___ Kaynak Metin
Beşiktaş, Gökhan Töre, Veli Kavlak, Olcay Şahan gibi önemli eksiklerle Başakşehir’i yenerek müthiş bir geri dönüş örneği sergiledi. Bilic, Başakşehir’in, Galatasaray’ı 4-0 yendiği maç üzerinde çalışarak taktik geliştirdi. Bu sezon ligin kaderi Beşiktaş’ın elinde olabilir mi?
- Sevgili Bilal, bu abartılı öykülere çok tutuluyorum. Neymiş, “Bilic, Başakşehir’in Galatasaray’ı farklı yendiği maç üzerinde çalışarak taktik geliştirmiş.” Beşiktaş, Başakşehir maçında alışılmışın dışında hangi taktiği denedi? Başakşehir 1-0 öndeyken Edin Visca ile o iki müthiş fırsatı gol yapsa Bilic’in taktiği mi kalırdı? Beşiktaş bu son maçta da canıyla, kanıyla, ruhuyla oynadı ve haklı olarak kazandı. Açıkçası ben özel bir taktik falan görmedim. Ama her zamanki coşkulu, duygusal, içinden geldiği gibi oynayan, akan, coşan bir Beşiktaş gördüm. Beşiktaş bunları yaparken, unutmayalım ki, savunmasında inanılmaz boşluklar bıraktı, inanılmaz hatalar yaptı. İyileri söylerken, yanlışları da ortaya koymak lazım.
Kerim Frei, kenarda oturmasına rağmen ligde üç golü var. Başakşehir maçında çok iyi bir performans sergiledi. Türk futbolu yeni bir yıldız mı kazanıyor?
- Sevgili Bilal, bir futbolcu eğer İngiltere’de kendine yer buluyorsa, bil ki bir değeri vardır. Kerim Frei zaten geleceği olan bir oyuncu... Sadece Beşiktaş’ta süre alması gecikti. Şu anda bizim ligin en hızlı, en deparlı, en çabuk mesafe kat eden oyuncusu durumunda... Üstelik bunları yaparken, devamlılığı var, topa sahip olma ve rakibi yürür gibi geçme özelliği var. Böyle bir Kerim solda, böyle bir Gökhan sağda, ortalarında Demba Ba, arkalarında Olcaylar, Oğuzhanlar, aman aman ne iş yaparlar biliyor musun? Ama Bilic’in bunların hepsini ilk on birde harmanlaması nasıl olur, elbette o da Bilic’in işi... Beşiktaş ligin duygularıyla oynayan gönülden takımı...
Geçmişteki sakatlıklarına rağmen Demba Ba, sezona iyi başladı. Performansıyla sadece Beşiktaş’ın geçmişindeki değil, Türk futbolundaki bir çok ünlü golcüyü geride bıraktı. Onun için neler söyleyeceksiniz?
______
• **İstenenler**:
- A) Kaynak metne göre Kerim Frei'nin ligde kaç golü var?
- B) Kaynak metinde yanıt veren kişi, Bilic'in Başakşehir maçı için özel bir taktik geliştirdiği iddiasına hangi gerekçelerle karşı çıkıyor?
Yalnızca kaynak metindeki bilgilere dayanın.
___ Alıntı Kayıtlar
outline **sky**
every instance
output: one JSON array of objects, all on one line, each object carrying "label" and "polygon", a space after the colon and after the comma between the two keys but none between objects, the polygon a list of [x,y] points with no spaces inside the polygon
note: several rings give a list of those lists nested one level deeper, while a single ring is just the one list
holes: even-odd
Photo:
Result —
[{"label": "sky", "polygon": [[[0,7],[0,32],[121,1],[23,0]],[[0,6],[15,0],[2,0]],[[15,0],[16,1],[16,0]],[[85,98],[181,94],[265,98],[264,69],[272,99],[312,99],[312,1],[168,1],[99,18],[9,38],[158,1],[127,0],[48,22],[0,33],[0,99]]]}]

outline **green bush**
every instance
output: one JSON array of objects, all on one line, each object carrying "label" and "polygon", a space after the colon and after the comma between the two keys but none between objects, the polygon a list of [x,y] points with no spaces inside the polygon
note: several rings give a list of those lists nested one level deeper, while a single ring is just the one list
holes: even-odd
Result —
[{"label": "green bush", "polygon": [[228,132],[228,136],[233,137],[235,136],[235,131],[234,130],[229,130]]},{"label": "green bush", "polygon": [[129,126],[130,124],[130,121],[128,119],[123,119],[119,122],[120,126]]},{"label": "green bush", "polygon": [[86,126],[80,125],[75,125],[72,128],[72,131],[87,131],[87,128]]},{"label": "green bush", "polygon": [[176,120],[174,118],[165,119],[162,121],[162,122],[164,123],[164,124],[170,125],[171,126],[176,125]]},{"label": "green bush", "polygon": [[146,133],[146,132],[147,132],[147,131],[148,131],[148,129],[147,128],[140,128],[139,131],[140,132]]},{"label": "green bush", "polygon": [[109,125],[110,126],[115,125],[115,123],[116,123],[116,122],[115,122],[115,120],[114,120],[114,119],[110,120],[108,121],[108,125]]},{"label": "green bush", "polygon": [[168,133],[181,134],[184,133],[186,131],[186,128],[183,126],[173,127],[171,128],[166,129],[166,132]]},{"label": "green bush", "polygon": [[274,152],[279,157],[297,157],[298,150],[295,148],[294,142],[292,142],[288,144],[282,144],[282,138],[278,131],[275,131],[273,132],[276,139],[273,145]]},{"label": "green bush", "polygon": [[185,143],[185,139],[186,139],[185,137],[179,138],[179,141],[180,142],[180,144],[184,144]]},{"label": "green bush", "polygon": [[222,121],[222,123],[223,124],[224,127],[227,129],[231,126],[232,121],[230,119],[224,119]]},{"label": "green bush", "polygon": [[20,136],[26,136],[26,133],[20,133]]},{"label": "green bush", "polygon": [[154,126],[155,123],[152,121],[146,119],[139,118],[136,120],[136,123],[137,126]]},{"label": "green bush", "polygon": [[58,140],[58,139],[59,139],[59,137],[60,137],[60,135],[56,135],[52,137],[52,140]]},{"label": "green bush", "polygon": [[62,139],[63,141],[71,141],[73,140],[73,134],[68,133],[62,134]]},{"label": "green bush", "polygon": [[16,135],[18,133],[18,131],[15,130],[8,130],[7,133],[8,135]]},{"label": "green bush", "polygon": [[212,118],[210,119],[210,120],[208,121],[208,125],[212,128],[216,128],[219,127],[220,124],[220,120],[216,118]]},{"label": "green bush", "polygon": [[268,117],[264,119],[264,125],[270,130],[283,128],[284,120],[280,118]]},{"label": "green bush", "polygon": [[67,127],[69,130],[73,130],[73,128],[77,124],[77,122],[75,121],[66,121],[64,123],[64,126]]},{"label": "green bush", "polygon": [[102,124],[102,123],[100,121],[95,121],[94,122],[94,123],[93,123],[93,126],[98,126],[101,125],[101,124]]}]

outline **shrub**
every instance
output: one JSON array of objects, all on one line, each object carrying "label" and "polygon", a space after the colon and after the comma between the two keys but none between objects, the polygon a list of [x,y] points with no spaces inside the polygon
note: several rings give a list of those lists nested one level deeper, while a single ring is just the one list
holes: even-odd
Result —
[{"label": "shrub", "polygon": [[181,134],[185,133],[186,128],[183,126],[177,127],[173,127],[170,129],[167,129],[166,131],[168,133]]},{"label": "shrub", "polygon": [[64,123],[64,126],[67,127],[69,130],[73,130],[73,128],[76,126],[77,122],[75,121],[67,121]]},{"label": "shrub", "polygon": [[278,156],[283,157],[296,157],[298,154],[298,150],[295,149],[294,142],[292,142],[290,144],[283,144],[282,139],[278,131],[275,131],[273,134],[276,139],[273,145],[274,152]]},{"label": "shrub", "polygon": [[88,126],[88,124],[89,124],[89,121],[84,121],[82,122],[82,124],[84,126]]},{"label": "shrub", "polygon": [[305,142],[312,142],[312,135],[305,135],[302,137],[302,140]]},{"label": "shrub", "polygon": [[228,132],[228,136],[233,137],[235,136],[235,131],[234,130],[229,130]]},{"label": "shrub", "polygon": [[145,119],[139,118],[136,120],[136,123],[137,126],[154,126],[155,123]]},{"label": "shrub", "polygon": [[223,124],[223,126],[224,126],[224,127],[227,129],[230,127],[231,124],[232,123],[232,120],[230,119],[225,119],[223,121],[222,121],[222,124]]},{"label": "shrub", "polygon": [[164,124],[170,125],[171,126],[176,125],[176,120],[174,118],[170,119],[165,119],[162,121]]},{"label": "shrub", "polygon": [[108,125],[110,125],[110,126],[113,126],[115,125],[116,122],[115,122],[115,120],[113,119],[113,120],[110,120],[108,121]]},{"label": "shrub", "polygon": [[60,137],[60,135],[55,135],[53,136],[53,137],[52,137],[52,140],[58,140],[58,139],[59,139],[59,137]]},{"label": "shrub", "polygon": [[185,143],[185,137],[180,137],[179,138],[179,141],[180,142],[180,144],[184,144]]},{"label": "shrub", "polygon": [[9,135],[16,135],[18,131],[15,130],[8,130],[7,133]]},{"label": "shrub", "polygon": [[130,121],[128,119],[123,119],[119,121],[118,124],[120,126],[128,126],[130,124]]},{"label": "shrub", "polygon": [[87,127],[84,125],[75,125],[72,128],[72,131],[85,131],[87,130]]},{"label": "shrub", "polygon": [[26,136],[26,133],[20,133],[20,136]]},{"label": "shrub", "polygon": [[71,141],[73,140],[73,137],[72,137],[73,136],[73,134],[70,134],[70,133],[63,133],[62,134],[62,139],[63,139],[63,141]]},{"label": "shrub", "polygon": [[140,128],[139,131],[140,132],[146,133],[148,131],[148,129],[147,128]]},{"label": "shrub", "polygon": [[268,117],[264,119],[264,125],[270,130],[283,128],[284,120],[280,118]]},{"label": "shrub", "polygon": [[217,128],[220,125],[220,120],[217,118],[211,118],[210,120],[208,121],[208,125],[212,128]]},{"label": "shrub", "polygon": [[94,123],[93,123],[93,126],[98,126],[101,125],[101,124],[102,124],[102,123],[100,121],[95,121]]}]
______
• **Görev Yanıtları**:
- A) Kerim Frei'nin ligde üç golü var.

- B) Beşiktaş'ın alışılmışın dışında bir taktik denemediğini, yalnızca her zamanki coşkulu ve duygusal oyununu oynadığını söylüyor. Ayrıca Başakşehir 1-0 öndeyken Edin Visca iki büyük fırsatı gole çevirseydi Bilic'in taktiğinden söz edilmeyeceğini belirtiyor.